■ **Brief**
Give the stretch from the start of the items through the line containing "[316,139,322,179]" again, with "doorway" changed to "entrance" and everything else left as it is. Leave the pictures out of your answer.

-- Begin Input --

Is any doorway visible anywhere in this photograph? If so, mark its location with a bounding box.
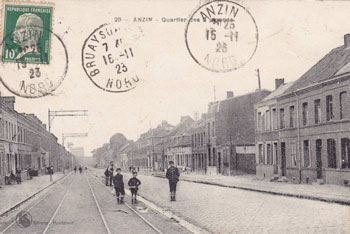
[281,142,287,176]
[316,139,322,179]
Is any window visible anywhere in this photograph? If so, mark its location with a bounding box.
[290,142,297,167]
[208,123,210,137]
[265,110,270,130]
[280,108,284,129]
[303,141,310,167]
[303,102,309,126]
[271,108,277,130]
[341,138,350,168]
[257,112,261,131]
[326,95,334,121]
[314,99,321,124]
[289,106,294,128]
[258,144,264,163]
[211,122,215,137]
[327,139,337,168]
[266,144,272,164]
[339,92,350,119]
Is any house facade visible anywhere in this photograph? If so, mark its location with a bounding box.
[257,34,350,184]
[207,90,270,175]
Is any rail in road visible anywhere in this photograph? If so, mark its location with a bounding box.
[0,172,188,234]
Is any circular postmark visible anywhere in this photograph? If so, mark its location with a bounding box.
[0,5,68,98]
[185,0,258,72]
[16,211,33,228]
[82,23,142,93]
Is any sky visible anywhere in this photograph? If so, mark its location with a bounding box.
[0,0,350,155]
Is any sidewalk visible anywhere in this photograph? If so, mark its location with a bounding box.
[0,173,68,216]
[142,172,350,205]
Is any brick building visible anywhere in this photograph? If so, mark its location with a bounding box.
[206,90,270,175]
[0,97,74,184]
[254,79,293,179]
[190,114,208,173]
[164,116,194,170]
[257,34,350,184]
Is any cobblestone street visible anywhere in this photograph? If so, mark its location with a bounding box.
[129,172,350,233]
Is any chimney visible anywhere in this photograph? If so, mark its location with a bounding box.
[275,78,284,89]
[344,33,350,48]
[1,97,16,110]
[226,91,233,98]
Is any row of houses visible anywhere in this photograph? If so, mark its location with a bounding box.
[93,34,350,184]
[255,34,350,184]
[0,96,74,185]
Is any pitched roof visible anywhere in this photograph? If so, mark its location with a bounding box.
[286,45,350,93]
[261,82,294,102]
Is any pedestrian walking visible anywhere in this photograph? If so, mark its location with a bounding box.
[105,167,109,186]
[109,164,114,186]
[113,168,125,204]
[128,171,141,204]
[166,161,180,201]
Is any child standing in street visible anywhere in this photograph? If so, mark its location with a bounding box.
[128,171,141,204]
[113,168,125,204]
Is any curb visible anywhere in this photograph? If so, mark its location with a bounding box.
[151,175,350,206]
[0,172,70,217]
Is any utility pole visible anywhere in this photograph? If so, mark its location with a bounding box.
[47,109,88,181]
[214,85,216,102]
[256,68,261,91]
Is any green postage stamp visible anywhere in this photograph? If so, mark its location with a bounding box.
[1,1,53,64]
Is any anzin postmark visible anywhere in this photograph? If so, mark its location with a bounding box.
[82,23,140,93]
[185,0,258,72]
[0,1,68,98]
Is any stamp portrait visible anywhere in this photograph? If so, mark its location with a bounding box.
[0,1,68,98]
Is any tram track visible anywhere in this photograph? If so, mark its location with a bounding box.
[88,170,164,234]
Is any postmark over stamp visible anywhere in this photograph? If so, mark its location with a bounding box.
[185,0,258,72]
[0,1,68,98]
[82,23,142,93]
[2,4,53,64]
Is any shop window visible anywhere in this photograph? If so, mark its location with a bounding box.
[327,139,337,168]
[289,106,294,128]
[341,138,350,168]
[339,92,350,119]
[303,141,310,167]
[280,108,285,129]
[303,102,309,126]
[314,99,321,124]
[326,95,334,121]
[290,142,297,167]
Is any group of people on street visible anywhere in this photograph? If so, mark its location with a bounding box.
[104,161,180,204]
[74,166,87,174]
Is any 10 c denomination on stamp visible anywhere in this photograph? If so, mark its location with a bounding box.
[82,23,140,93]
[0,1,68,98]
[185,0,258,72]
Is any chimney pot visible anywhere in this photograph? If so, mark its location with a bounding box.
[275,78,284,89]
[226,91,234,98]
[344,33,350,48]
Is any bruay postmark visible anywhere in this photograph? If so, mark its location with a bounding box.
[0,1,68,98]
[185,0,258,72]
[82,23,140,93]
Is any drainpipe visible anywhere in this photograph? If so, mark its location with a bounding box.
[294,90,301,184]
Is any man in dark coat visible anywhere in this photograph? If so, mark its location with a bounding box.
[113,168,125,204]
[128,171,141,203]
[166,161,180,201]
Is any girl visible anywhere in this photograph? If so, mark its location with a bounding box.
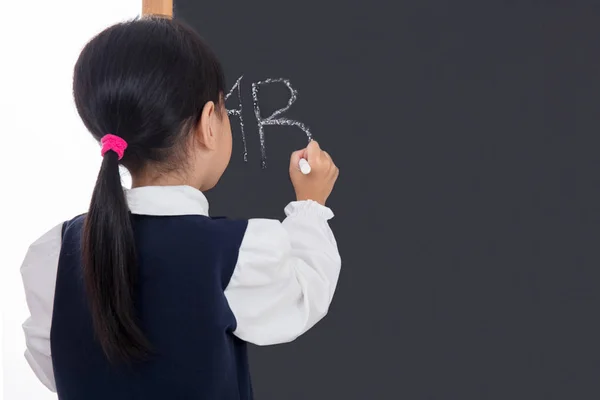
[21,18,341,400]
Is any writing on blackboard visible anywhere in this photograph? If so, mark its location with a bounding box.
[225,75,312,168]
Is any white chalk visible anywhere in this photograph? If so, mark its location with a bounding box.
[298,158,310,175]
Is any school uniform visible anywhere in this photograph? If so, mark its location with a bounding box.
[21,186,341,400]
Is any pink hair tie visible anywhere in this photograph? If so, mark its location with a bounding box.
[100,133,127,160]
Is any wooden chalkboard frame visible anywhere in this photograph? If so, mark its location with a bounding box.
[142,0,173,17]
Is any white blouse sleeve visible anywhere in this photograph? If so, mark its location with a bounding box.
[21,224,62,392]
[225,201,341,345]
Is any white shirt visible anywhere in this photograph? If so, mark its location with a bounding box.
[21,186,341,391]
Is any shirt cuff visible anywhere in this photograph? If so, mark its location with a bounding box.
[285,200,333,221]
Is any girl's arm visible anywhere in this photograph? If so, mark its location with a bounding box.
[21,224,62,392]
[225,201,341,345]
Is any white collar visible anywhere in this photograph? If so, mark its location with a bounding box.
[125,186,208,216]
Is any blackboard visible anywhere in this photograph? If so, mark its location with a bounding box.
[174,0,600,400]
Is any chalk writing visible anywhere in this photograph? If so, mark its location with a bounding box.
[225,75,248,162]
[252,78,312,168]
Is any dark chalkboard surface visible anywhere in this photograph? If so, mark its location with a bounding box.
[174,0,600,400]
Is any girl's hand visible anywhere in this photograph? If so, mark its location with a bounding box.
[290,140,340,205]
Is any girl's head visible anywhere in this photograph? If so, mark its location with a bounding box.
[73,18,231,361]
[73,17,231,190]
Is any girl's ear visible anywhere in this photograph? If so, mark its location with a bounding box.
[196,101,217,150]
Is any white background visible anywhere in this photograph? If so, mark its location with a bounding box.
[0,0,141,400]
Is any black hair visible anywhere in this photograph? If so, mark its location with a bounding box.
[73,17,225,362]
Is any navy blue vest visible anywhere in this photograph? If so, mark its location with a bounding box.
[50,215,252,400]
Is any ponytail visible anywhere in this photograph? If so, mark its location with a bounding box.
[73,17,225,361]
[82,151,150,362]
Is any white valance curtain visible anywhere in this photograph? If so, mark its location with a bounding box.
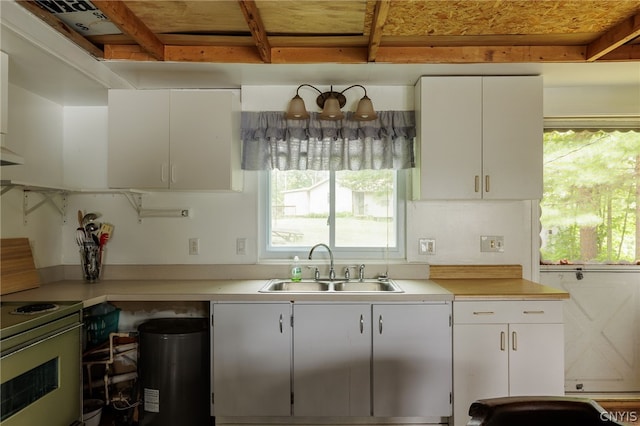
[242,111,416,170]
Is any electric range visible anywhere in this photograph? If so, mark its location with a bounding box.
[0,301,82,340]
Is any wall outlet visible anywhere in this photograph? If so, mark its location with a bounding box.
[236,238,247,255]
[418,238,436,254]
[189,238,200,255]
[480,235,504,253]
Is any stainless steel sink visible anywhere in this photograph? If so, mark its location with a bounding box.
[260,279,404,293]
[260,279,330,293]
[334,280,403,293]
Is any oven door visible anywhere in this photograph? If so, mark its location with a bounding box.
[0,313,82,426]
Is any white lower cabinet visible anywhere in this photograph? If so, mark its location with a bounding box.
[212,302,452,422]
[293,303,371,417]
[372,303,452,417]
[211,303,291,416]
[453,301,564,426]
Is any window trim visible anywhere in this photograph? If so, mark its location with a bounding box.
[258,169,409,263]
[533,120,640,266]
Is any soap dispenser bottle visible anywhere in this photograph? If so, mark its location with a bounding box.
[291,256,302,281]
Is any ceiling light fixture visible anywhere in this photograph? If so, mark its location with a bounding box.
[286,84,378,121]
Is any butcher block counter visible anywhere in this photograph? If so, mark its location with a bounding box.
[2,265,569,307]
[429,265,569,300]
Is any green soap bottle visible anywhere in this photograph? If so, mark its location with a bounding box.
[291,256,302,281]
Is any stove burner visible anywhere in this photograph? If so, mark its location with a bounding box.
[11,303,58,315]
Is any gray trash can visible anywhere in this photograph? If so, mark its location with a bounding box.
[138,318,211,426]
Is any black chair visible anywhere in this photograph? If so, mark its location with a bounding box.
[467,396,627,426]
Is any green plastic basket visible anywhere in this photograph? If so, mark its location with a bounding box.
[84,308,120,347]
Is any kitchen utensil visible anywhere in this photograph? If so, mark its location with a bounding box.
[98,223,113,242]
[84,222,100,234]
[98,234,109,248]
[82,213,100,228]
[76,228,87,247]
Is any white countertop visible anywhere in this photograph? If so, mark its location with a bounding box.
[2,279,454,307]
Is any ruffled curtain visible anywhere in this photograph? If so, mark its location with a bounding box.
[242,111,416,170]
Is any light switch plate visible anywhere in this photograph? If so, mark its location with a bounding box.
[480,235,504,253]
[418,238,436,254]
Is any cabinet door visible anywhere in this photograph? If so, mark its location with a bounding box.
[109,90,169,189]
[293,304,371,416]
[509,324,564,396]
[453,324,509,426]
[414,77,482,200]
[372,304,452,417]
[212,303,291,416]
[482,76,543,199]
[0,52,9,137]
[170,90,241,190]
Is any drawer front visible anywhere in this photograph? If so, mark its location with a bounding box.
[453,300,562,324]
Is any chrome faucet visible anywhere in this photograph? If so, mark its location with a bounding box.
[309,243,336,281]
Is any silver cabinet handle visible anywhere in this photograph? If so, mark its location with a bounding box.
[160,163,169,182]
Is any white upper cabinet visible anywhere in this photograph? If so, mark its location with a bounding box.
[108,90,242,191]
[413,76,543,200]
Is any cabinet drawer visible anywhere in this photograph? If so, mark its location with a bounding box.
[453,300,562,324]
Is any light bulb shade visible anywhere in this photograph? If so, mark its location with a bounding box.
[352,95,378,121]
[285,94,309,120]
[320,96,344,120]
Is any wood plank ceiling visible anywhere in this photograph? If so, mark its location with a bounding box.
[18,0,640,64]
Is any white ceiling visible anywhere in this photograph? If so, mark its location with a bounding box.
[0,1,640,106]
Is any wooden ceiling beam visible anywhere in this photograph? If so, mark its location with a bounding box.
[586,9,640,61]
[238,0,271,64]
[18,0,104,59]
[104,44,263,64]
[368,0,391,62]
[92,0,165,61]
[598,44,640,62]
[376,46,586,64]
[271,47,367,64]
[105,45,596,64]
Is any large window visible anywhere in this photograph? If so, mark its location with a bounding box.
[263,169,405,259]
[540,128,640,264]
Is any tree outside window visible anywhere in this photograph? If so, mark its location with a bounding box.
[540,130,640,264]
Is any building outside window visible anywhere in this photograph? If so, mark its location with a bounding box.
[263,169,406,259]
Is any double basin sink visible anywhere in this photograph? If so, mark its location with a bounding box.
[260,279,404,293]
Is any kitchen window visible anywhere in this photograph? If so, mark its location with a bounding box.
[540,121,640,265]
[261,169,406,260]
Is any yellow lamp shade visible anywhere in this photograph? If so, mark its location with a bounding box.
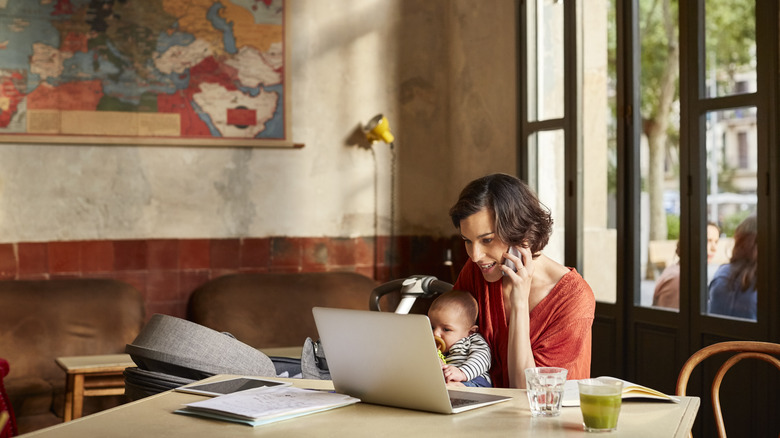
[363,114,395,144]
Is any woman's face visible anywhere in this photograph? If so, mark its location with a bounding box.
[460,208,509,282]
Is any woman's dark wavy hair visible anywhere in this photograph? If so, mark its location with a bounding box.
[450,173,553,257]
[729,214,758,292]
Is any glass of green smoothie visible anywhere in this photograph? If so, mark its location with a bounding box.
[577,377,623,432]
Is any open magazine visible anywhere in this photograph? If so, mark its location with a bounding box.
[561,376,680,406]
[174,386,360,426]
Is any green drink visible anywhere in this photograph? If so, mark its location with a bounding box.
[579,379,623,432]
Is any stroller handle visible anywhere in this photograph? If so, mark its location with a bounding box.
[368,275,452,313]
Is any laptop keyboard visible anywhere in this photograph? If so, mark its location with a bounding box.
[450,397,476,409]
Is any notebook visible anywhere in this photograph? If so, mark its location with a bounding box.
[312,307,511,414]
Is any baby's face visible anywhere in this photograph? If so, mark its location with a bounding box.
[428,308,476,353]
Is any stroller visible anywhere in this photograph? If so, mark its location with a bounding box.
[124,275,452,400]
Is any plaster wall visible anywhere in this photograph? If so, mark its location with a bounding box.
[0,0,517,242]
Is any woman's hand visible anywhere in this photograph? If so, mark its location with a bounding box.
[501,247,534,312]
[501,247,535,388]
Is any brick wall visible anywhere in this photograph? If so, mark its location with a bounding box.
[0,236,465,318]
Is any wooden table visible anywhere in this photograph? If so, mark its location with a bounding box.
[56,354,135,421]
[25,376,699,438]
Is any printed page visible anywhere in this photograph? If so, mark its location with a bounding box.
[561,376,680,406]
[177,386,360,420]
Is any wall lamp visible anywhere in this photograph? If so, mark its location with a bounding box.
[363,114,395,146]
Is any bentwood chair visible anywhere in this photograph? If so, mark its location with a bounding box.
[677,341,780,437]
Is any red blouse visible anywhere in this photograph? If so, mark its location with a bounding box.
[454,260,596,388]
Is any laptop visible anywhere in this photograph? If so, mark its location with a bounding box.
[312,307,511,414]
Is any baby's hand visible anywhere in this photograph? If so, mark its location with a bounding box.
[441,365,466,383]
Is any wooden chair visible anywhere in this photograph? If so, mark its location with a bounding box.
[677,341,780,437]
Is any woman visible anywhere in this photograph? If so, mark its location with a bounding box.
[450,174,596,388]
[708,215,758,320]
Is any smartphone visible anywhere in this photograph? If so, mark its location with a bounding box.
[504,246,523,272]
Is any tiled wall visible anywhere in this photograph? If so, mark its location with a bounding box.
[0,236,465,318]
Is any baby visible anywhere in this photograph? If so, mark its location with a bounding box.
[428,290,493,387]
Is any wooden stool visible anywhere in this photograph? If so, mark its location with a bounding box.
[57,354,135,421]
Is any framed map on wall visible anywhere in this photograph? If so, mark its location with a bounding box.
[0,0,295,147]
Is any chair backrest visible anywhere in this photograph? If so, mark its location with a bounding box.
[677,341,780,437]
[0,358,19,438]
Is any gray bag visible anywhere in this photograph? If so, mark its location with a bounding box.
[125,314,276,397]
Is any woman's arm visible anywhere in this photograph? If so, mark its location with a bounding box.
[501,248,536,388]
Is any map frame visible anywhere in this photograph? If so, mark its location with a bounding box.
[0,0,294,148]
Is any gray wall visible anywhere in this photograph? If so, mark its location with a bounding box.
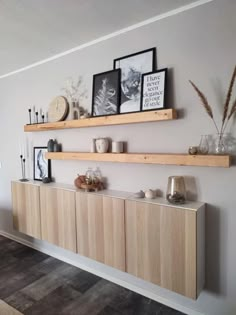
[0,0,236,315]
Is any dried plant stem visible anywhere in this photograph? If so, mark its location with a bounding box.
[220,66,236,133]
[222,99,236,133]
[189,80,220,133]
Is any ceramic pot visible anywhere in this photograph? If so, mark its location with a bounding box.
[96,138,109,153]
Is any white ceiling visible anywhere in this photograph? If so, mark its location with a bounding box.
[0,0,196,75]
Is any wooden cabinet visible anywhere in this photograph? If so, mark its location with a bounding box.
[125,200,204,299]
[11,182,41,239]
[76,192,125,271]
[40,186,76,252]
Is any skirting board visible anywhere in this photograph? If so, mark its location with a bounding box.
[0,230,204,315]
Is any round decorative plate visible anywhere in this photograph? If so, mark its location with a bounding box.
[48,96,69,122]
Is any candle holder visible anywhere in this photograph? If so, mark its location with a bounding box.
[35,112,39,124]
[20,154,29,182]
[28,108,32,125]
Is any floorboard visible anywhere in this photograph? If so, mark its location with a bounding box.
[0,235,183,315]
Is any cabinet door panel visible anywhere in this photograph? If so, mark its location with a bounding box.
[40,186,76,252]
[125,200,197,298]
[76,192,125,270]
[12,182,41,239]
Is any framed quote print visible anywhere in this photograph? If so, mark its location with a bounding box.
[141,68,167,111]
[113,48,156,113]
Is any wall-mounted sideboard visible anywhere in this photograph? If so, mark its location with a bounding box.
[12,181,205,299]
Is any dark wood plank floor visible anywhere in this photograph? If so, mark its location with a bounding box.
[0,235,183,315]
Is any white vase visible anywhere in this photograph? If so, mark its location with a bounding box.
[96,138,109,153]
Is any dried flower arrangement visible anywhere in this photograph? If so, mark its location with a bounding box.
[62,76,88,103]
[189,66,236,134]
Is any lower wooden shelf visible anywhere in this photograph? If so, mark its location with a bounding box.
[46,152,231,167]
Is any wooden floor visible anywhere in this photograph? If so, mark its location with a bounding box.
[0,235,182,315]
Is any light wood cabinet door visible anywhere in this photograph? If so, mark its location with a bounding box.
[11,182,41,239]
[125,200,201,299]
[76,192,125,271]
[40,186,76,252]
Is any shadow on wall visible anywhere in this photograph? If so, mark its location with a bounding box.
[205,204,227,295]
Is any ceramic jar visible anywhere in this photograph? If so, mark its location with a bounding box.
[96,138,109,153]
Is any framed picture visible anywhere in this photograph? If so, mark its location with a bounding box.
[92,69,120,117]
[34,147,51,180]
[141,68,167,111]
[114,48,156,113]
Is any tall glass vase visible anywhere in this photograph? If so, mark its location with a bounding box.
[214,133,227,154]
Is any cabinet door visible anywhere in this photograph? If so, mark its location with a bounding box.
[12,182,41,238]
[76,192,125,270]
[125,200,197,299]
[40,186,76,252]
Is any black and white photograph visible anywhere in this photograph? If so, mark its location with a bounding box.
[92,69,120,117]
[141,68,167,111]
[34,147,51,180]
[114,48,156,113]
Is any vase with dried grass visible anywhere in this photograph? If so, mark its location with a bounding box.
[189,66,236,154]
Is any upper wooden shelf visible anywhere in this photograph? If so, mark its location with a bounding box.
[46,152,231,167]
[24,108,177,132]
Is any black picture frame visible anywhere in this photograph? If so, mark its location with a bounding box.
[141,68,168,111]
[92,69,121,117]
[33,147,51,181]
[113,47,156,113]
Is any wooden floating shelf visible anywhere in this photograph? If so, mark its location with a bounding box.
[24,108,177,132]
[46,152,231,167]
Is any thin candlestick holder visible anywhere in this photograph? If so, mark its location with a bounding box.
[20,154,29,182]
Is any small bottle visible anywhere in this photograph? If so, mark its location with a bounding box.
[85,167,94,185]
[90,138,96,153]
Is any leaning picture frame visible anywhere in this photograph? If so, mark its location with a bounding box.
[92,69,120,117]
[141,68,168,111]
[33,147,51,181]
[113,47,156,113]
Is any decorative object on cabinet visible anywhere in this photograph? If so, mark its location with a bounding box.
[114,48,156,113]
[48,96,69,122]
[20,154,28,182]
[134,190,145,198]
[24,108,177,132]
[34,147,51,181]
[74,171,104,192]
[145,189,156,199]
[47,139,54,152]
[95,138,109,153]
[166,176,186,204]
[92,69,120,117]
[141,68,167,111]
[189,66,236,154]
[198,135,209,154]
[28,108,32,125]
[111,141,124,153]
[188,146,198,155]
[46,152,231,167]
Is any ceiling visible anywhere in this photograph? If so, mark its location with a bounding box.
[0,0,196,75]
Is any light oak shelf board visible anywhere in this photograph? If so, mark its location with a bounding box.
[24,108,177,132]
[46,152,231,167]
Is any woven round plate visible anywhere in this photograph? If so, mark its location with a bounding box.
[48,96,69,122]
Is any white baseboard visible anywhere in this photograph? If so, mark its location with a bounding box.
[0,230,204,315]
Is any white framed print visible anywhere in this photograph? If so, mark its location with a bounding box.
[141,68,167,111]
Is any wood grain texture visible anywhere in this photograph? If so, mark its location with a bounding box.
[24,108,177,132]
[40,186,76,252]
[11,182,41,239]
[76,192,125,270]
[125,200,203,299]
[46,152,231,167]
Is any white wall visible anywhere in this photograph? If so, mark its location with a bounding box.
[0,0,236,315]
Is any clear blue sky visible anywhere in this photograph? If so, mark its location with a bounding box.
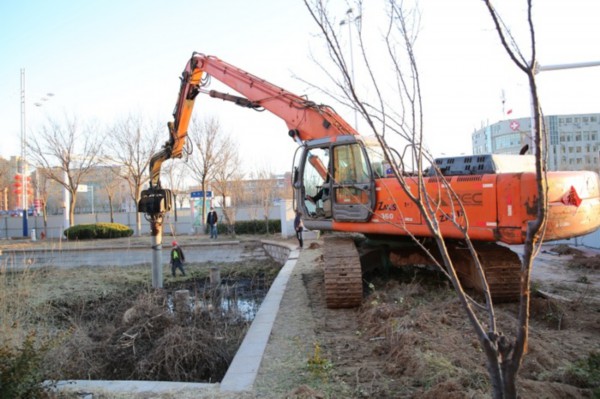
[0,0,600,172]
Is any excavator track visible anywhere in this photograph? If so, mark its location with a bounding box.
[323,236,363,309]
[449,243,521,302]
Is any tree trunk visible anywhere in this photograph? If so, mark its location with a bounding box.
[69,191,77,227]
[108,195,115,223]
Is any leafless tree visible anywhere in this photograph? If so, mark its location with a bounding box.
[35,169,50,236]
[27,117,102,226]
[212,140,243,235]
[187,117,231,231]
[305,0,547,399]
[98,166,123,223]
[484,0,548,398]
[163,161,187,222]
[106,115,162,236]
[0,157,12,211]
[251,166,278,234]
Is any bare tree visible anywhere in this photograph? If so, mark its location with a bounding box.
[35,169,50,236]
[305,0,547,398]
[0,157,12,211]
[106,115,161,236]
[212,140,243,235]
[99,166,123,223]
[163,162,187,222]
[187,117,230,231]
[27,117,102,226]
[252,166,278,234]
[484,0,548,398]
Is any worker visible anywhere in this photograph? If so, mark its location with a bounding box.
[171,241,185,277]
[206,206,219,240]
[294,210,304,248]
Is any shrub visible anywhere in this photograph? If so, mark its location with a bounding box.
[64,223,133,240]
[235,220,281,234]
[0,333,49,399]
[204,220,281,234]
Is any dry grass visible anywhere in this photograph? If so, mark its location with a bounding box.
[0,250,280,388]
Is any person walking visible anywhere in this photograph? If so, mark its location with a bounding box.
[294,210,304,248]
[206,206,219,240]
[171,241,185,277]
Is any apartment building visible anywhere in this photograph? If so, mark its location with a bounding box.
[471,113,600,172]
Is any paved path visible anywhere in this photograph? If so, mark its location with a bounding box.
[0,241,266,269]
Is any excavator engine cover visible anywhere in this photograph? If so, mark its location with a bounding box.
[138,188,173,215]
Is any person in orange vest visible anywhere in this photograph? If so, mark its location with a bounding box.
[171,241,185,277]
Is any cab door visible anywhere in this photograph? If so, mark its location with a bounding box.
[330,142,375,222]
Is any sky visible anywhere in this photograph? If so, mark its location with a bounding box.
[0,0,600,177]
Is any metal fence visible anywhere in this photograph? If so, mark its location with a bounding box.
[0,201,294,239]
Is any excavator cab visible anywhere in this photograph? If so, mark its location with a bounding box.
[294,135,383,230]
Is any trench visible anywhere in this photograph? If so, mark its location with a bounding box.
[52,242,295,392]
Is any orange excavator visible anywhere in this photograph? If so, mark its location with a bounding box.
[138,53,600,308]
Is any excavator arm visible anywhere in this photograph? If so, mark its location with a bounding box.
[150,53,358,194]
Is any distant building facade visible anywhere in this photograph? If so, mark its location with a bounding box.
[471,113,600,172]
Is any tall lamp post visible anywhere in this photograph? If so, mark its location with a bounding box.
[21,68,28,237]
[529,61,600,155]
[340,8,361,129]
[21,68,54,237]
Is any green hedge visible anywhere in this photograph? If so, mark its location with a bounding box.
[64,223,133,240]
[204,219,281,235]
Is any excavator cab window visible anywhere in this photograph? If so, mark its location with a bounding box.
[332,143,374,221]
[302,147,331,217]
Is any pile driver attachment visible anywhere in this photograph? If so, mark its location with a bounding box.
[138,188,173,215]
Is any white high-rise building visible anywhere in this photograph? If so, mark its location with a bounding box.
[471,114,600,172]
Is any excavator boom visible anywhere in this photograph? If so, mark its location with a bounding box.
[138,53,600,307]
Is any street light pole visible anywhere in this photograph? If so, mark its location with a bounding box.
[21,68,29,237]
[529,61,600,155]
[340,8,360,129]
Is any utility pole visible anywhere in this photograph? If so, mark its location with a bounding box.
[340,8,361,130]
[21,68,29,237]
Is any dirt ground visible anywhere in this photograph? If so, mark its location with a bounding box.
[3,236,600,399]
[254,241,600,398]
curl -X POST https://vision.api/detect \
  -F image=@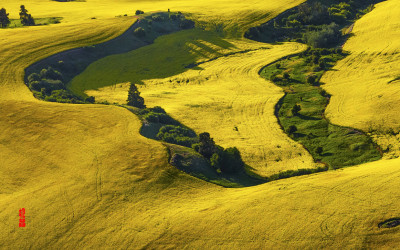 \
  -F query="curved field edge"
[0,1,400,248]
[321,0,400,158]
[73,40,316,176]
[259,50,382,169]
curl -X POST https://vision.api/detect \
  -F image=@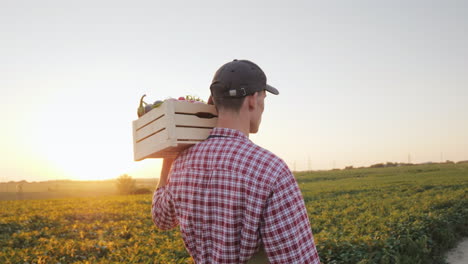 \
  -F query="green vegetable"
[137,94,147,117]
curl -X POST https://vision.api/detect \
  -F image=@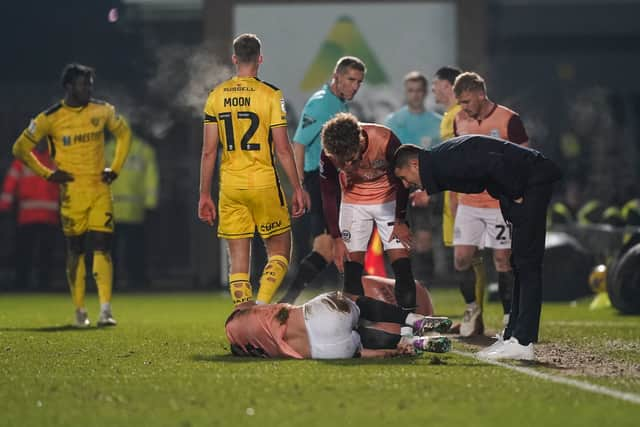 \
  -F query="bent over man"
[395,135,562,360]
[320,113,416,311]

-- End Input --

■ **Exercise result**
Is any entrance visible anywhere in this photograph? If so, mark its location with a bounding box.
[281,142,287,176]
[316,139,322,179]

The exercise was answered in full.